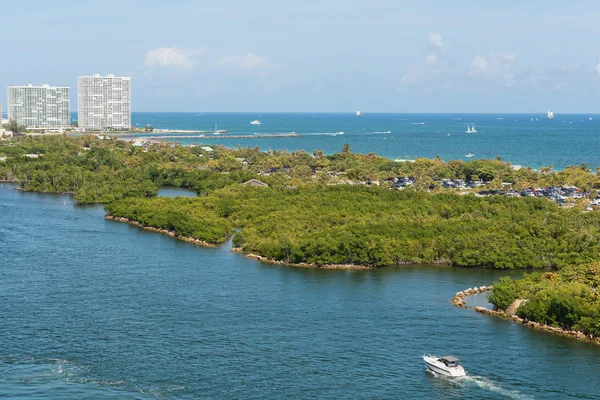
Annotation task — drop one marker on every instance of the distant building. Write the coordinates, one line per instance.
(104, 102)
(39, 107)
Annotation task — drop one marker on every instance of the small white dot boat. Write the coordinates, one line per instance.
(447, 366)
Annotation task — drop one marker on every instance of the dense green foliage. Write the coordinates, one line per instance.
(307, 214)
(566, 299)
(345, 224)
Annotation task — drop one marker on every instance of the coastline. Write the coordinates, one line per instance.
(163, 231)
(459, 301)
(237, 250)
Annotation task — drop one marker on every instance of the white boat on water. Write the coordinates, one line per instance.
(447, 366)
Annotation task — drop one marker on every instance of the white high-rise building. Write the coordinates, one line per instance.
(39, 107)
(104, 102)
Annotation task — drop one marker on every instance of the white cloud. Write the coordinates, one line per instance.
(171, 57)
(431, 59)
(431, 66)
(436, 42)
(248, 61)
(495, 64)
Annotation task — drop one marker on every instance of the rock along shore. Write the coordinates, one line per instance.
(459, 301)
(163, 231)
(304, 265)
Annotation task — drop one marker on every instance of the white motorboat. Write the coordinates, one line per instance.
(446, 366)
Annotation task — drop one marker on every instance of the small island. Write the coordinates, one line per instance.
(346, 210)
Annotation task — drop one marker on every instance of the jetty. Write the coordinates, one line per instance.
(212, 136)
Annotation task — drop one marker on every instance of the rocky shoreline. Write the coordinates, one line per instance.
(163, 231)
(304, 265)
(459, 301)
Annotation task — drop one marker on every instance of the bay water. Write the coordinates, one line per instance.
(523, 139)
(91, 308)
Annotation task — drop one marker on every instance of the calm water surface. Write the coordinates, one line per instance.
(91, 308)
(524, 139)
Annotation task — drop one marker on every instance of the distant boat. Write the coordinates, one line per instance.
(445, 366)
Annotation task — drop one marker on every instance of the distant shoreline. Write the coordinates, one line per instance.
(459, 301)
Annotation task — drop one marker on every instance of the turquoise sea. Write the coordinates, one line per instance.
(96, 309)
(523, 139)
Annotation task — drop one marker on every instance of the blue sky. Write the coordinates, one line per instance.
(315, 55)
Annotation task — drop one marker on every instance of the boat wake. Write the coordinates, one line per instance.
(488, 384)
(483, 383)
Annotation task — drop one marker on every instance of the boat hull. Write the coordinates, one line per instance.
(439, 368)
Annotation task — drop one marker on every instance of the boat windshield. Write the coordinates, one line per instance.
(449, 361)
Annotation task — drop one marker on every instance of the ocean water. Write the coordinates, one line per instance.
(95, 309)
(566, 140)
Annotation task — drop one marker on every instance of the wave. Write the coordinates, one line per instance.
(488, 384)
(57, 378)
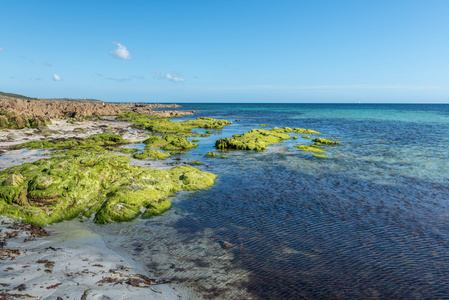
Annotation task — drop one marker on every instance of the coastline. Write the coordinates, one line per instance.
(74, 263)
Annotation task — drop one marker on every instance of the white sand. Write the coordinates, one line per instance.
(81, 259)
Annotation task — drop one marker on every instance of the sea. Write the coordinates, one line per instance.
(371, 221)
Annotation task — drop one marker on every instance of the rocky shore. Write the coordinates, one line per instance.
(18, 113)
(67, 260)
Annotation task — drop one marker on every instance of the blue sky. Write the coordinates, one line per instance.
(227, 51)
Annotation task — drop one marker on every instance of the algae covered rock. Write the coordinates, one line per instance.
(164, 126)
(321, 141)
(4, 123)
(211, 154)
(18, 122)
(100, 139)
(311, 148)
(256, 139)
(259, 139)
(103, 186)
(169, 143)
(155, 154)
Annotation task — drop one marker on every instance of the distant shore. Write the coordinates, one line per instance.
(67, 259)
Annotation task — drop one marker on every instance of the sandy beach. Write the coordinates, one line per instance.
(67, 260)
(72, 263)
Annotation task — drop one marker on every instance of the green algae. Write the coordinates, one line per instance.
(126, 150)
(259, 139)
(164, 126)
(256, 139)
(105, 187)
(12, 120)
(321, 141)
(194, 162)
(96, 140)
(155, 154)
(311, 148)
(168, 143)
(211, 154)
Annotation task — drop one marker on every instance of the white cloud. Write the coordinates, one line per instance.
(121, 51)
(172, 77)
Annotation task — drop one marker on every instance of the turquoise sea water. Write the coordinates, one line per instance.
(372, 221)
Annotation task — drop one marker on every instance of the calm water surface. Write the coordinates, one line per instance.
(372, 221)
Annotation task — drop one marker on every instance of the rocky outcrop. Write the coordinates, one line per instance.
(18, 113)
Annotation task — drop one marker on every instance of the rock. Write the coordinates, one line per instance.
(103, 186)
(211, 154)
(4, 123)
(80, 130)
(226, 245)
(155, 154)
(47, 132)
(18, 122)
(12, 136)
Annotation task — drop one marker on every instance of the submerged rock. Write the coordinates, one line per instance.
(211, 154)
(105, 187)
(164, 126)
(155, 154)
(169, 143)
(321, 141)
(311, 148)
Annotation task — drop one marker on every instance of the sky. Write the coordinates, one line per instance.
(372, 51)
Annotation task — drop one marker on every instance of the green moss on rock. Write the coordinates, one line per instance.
(259, 139)
(164, 126)
(155, 154)
(101, 139)
(104, 186)
(256, 139)
(321, 141)
(311, 148)
(211, 154)
(169, 143)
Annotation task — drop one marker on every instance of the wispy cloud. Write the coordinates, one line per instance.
(174, 77)
(330, 87)
(121, 51)
(123, 79)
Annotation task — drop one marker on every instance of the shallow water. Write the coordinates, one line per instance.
(370, 222)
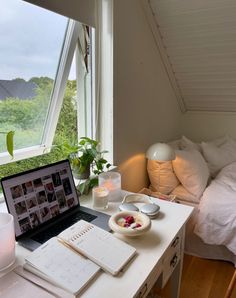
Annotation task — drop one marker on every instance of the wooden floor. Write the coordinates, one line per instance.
(203, 278)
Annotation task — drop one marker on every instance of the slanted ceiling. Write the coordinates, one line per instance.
(197, 41)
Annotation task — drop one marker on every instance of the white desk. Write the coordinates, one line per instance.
(160, 256)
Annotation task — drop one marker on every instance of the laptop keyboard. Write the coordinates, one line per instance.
(56, 229)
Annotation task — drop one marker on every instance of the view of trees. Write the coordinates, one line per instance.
(26, 117)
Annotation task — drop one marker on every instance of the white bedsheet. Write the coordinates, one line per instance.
(216, 220)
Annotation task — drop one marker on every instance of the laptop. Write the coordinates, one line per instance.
(44, 202)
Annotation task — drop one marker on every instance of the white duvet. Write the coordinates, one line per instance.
(216, 222)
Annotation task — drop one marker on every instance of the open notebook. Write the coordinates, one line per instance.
(73, 258)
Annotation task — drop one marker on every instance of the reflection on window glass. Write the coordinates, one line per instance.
(30, 47)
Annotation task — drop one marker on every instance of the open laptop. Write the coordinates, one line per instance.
(44, 202)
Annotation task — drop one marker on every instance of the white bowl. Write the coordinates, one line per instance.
(140, 218)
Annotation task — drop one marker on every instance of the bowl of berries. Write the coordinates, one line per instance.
(130, 223)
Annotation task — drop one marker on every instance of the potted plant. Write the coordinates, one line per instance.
(85, 157)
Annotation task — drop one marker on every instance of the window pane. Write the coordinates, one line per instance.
(66, 131)
(30, 47)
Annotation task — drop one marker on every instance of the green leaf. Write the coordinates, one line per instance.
(9, 141)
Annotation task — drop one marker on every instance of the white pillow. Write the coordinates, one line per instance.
(187, 144)
(162, 176)
(184, 195)
(219, 141)
(191, 170)
(219, 157)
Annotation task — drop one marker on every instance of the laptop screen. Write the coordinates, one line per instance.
(39, 195)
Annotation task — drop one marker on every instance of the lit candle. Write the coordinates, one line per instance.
(100, 197)
(112, 181)
(7, 240)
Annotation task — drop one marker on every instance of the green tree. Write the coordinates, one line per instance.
(24, 114)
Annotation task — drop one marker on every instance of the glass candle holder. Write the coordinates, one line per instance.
(112, 181)
(7, 240)
(100, 197)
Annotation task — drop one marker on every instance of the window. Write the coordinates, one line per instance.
(36, 51)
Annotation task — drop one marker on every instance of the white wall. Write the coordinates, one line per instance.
(208, 125)
(145, 107)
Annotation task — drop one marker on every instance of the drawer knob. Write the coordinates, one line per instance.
(174, 260)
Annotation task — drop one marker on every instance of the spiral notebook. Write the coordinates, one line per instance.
(73, 258)
(101, 247)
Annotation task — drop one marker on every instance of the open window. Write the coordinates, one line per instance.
(45, 83)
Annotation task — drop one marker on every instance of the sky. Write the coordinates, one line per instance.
(30, 40)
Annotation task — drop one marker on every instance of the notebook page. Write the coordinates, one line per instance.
(99, 246)
(62, 265)
(13, 285)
▬▬▬▬▬▬
To do:
Beginning with the line that has "knob. Write the coordinates, one line per instance.", set down each line through the last one above, exactly, and nothing else.

Task response:
Annotation task — drop one marker on every instance of the drawer knob. Write the coordinates, one line per instance.
(174, 260)
Annotation task — drop one marker on every instance of the spiral notebook. Write the coordinates, one line per instance.
(73, 258)
(101, 247)
Annotation task — drop one marker on every instance of the open window. Write the coordinates, one line per instance.
(45, 83)
Annotation task — drop one marker on every instance of the sky. Write the coordinates, one line per instance.
(30, 40)
Annotation task — drop one marker on every instance of the notebook page. Write the coordinates, one line per instance.
(99, 246)
(62, 265)
(13, 285)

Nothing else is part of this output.